[SUPPLIED PASSAGE]
-*-
Return to Transcripts main page
Israelis/Palestinians at Peace Talks; Is U.S. Escalating Military Involvement in Iraq?; al Baghdadi the New bin Laden; Barack Obama, Hillary Clinton to Attend Same Party
Aired August 13, 2014 - 13:30 ET
THIS IS A RUSH TRANSCRIPT. THIS COPY MAY NOT BE IN ITS FINAL FORM AND MAY BE UPDATED.
REZA SAYAH, CNN CORRESPONDENT: Bottom line, it's about 8:30 p.m., local time, about three and a half hours to go, and a lot of people watching to see if these two sides come to any kind of agreement.
WOLF BLITZER, CNN ANCHOR: The Israelis what they say is they're ready to see the cease-fire continue. The Egyptians want it to continue. I think the Palestinian Authority of Mahmoud Abbas, they want it to continue. But Hamas is holding out for at least some gesture from the Israelis that they will ease, let's say, the blockade of Gaza, something along those lines. Do they want something tangible from Israel to key the cease-fire going? Is that what you're hearing?
SAYAH: Absolutely. I mean, Hamas and the Palestinian delegation, their position is this has gone on for too long, that they've lost too many people, that they've given up too much for them not to get some kind of concession. Again, their demands, the lifting of the blockade, the opening of the border crossings. They say they want an airport, a seaport. They say that's the only way they can live a dignified life with some sort of access to the outside world, Wolf.
It's important to point out that during these talks, even though these are Hamas' demands, the Palestinian delegation has remain unified, and that's a big factor in these talks.
BLITZER: We'll stay on top of it. The next three and a half hours will be critical.
Reza, our man in Cairo.
Reza, thanks very much. You'll keep us informed about what's going on.
We're also learning the U.S. is now considering a rescue mission in Iraq to save thousands, maybe tens of thousands of refugees trapped on a mountain by ISIS fighters. Our next guest has been there. He's going to tell us what the U.S. is up against.
-*-
[INFORMATION SUPPLIED]
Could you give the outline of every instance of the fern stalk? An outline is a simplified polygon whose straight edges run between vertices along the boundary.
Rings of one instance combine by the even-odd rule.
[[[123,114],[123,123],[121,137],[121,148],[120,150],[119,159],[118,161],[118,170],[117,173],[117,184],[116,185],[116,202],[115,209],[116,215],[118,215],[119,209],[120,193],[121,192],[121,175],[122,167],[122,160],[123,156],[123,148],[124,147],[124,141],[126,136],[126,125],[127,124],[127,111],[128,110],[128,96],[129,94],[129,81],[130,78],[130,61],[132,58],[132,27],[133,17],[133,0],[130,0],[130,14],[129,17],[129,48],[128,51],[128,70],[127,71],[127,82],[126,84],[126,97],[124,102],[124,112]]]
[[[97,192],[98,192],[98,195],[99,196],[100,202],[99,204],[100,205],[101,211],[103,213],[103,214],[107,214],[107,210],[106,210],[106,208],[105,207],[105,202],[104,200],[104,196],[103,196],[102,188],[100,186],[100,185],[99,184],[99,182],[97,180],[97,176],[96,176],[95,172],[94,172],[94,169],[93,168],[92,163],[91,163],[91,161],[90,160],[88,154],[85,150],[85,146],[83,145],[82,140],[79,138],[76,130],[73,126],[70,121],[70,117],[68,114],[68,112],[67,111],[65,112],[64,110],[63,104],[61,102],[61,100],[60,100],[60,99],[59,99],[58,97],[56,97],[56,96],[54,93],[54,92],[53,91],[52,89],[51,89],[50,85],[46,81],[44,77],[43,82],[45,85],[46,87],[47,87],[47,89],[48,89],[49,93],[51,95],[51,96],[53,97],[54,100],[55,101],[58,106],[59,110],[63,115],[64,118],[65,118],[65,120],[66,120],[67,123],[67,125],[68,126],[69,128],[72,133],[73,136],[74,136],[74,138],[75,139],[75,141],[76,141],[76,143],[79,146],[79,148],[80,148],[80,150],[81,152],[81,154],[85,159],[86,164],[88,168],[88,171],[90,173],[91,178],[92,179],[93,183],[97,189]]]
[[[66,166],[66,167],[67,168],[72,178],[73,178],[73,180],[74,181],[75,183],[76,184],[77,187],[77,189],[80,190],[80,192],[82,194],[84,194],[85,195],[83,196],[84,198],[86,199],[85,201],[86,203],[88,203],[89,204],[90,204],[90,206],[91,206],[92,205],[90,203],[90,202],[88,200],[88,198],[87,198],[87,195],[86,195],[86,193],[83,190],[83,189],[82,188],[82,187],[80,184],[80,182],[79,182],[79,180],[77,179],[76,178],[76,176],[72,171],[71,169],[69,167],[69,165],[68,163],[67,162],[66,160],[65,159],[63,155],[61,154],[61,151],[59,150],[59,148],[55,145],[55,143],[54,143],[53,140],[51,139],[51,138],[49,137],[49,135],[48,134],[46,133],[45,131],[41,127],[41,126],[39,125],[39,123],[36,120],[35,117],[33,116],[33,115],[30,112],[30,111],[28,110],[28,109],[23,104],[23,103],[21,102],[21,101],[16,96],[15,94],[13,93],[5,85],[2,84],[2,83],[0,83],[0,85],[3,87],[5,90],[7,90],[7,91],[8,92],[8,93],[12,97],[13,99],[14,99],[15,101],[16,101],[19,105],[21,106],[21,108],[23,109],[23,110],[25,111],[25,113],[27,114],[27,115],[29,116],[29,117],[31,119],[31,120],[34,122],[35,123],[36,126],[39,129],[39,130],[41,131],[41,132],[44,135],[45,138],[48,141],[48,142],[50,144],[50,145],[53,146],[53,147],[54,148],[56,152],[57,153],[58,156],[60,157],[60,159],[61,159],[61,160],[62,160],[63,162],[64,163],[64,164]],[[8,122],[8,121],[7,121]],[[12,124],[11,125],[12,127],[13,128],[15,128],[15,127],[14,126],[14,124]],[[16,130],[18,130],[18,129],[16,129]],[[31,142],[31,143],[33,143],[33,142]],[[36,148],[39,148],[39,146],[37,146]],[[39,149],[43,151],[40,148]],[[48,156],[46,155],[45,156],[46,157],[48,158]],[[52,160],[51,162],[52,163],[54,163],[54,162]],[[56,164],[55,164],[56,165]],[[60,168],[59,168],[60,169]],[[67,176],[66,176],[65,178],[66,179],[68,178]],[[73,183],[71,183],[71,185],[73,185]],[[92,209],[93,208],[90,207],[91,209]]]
-*-
[SHORT EXERCISE 1] From the CNN transcript, list the demands that Hamas and the Palestinian delegation are said to be making.
[SHORT EXERCISE 2] Please copy the part of the CNN transcript starting with "It's important to" and going on through "man in Cairo.".
The lines have nothing to do with the CNN transcript.

[CORRECT RESPONSE 1]
- The lifting of the blockade
- The opening of the border crossings
- An airport
- A seaport

[CORRECT RESPONSE 2]
It's important to point out that during these talks, even though these are Hamas' demands, the Palestinian delegation has remain unified, and that's a big factor in these talks.
BLITZER: We'll stay on top of it. The next three and a half hours will be critical.
Reza, our man in Cairo.